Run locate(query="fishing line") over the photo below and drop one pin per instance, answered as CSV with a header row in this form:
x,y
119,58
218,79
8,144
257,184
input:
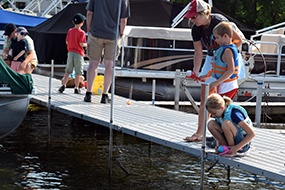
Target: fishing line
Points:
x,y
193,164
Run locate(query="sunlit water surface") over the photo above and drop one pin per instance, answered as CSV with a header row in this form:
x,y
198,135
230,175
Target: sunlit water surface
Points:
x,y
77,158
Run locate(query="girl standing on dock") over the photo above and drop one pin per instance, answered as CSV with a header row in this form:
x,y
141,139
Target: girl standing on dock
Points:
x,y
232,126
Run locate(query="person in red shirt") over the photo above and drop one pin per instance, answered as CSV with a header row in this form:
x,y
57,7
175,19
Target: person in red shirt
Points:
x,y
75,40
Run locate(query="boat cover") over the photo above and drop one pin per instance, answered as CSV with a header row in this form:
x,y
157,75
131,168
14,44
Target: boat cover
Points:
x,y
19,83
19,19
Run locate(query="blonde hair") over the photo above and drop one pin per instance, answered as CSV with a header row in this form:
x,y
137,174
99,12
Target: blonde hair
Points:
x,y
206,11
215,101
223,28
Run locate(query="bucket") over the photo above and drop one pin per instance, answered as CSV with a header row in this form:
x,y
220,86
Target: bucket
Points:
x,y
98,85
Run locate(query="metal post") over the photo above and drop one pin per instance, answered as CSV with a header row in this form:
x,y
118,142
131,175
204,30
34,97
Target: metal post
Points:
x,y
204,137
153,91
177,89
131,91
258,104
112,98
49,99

══════════════════════════════

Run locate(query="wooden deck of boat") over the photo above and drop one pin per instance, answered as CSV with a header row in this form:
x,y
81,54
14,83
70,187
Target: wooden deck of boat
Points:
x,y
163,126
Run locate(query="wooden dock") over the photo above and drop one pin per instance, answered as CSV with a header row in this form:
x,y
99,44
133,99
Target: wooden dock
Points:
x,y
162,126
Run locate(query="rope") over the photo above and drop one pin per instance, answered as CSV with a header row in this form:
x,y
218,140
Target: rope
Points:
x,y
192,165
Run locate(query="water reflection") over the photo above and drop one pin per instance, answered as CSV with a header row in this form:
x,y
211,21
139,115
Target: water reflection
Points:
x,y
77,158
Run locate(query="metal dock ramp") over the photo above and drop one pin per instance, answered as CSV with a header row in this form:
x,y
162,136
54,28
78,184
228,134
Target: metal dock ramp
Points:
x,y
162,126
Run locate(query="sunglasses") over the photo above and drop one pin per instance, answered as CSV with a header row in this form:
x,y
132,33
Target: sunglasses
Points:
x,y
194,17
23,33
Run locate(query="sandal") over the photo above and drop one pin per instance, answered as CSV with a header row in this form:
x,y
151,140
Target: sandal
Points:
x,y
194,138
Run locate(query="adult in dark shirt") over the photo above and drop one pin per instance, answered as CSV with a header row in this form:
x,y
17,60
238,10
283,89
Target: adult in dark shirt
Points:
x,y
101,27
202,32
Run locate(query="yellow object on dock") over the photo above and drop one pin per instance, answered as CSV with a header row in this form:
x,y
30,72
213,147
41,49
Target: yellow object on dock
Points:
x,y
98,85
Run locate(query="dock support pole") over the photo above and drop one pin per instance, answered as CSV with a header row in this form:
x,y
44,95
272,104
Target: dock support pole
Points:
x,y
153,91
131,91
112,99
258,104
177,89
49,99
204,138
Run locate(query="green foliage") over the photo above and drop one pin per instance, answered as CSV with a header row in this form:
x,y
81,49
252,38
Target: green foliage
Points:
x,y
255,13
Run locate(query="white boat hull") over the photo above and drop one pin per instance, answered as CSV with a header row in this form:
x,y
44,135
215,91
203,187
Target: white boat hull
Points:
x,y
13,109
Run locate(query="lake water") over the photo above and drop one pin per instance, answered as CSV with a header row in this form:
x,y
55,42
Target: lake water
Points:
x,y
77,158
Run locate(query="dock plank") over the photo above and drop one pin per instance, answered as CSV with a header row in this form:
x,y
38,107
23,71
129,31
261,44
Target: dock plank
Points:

══════════════════════════════

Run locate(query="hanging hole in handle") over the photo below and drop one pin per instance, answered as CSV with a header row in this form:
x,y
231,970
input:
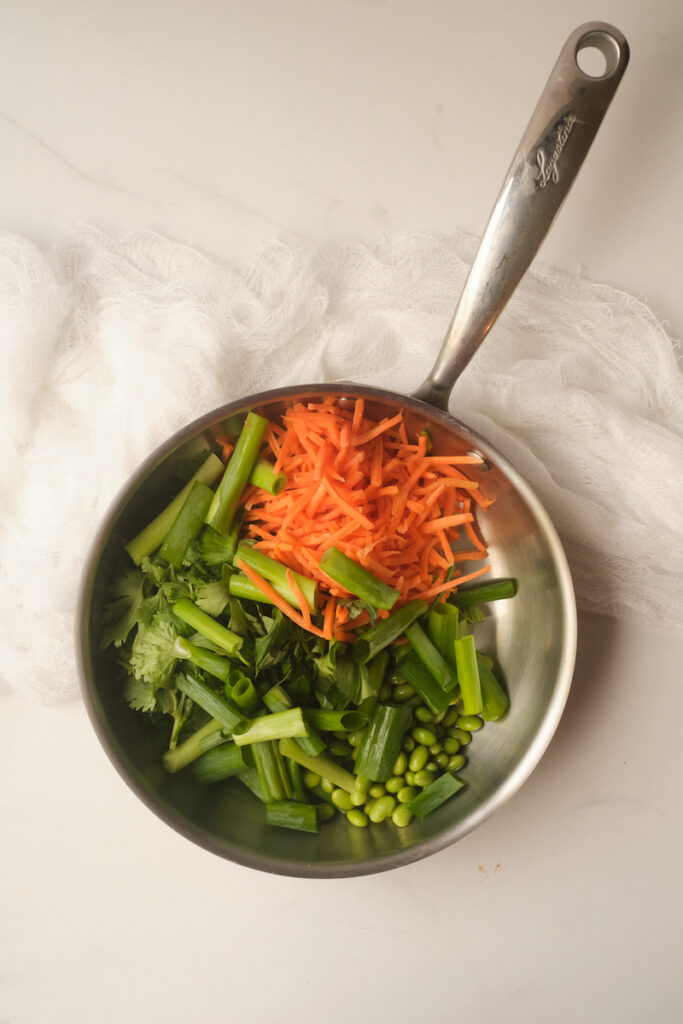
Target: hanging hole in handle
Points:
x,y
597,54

══════════════════════════════

Please pull out every line in the data above that contains the word "metal" and copy each of those lines in full.

* The response:
Run locate(query="metal post") over the photo above and drop one pin per instance, answered as CSV with a header row in this form:
Target: metal post
Run locate(query="metal dock ramp") over the photo above and drop one pin per instance, answered as CSV with a header row in this form:
Target: metal dock ramp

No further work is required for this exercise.